### THE EXERCISE
Extract each line of the material that follows exactly and omit its pictures.

### RECORDS PROVIDED
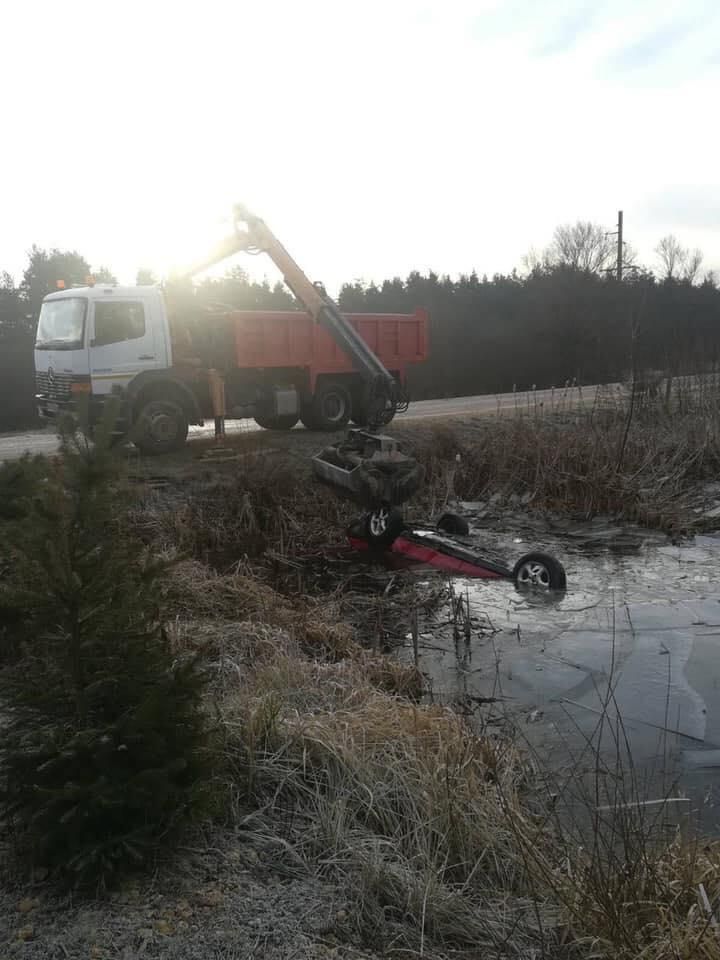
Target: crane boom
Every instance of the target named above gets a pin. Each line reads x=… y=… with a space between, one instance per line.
x=383 y=395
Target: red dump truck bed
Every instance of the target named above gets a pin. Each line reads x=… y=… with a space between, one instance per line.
x=268 y=339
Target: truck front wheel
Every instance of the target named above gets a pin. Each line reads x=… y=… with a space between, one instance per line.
x=161 y=427
x=330 y=407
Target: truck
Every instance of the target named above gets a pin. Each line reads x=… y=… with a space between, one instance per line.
x=167 y=364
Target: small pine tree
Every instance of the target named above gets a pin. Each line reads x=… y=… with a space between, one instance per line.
x=105 y=749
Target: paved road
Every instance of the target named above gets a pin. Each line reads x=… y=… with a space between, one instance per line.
x=14 y=445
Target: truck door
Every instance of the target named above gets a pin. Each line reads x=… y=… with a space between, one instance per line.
x=122 y=342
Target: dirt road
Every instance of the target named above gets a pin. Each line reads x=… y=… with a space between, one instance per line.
x=14 y=445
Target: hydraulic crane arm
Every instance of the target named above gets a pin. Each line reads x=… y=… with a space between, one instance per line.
x=251 y=234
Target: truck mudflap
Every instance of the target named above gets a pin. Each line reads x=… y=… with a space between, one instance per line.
x=369 y=469
x=426 y=547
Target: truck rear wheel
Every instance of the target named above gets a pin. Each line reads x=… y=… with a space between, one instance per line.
x=283 y=421
x=330 y=407
x=161 y=427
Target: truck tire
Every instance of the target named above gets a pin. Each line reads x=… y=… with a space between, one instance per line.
x=161 y=427
x=331 y=406
x=307 y=418
x=283 y=421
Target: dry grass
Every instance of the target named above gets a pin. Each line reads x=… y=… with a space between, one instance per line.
x=643 y=463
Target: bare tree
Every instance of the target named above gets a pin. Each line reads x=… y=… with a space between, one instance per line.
x=691 y=264
x=671 y=255
x=678 y=261
x=583 y=245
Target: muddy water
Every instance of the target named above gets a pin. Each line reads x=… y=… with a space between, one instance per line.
x=641 y=616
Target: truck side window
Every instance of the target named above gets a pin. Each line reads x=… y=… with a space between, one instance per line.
x=115 y=322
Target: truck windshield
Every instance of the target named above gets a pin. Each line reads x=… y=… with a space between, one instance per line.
x=62 y=324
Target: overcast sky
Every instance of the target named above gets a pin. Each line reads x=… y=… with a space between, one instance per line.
x=375 y=137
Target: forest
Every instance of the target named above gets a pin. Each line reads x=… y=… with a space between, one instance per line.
x=564 y=317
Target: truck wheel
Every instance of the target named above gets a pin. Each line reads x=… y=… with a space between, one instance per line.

### FINISHED EXERCISE
Target: crane boom
Every instance of the target named above gets a pin. Each line reads x=… y=… with a space between, one instance per line.
x=383 y=395
Target: red dump truck bed
Every instance of the target named above gets a pin. Each line reads x=… y=… with a space between, one instance per line.
x=268 y=339
Target: truck front wheel
Every instance of the target named above gets a pin. Each line reads x=… y=… with a space between, one instance per line.
x=161 y=427
x=330 y=407
Target: truck
Every instance of the target named above gets a pin. Each line reads x=… y=… with a space between, one instance per line.
x=167 y=364
Target: small pine tree
Every instance of the target named above gets a pin. Each line reads x=… y=… with a space between, one instance per line.
x=105 y=749
Target: paved road
Every instance of the target named above gets a pin. Each line reads x=… y=… with a space between, one instance per line.
x=14 y=445
Target: truck door
Every instance of the target named above gets a pin. Each line reads x=… y=… with a space between, one instance per line.
x=122 y=342
Target: dirt road
Every instance of the target named above gets a pin. Each line reads x=… y=… with a space between, one instance per line.
x=14 y=445
Target: hydraulic crane arm
Every instance of the target named above gets a pin. Each line reads x=… y=… with a space between, one instance per line.
x=251 y=234
Target: truck mudflap
Every instance of the target named above gets a pin. Each line reads x=… y=… with a space between, one instance per line.
x=369 y=469
x=426 y=547
Target: truck rear wheel
Every instance of the target named above gets a pin. Each line reads x=… y=… with a space between, one instance per line.
x=283 y=421
x=330 y=407
x=161 y=427
Target: truck tire
Every instance of the target named above gets a pin. Each line reads x=… y=… with a space between, one instance per line.
x=161 y=427
x=331 y=406
x=307 y=418
x=283 y=421
Target: dry grass
Every instance of the target named above gets a pin. Each line reads x=… y=… with a space between, one instance per line.
x=643 y=463
Target: bare tree
Every instance of the target named above gets a pin. Each line reads x=… y=… with a space between, one instance per line.
x=691 y=264
x=671 y=255
x=678 y=261
x=583 y=245
Target: muddy water
Every instance of the target named above gets a pin. Each line reads x=… y=… with a space between, one instance per line.
x=641 y=616
Target: truck side window
Every instance of the target named above gets a pin. Each line reads x=… y=… with a space between, one instance per line.
x=115 y=322
Target: truck windshield
Every instance of the target named above gets a pin. Each line reads x=… y=… with a space between, one instance per line.
x=62 y=324
Target: overcast sky
Every instance of the target named above gets a pin. Each line reads x=… y=… with a space between, one instance per line.
x=375 y=137
Target: forest
Every instance of the target named above gets a pin. Each line reads x=… y=… with a space between, one instance per line.
x=564 y=317
Target: truck wheel
Every instance of the target named above gets a pin. Each line reads x=… y=… with a space between, one instance per line.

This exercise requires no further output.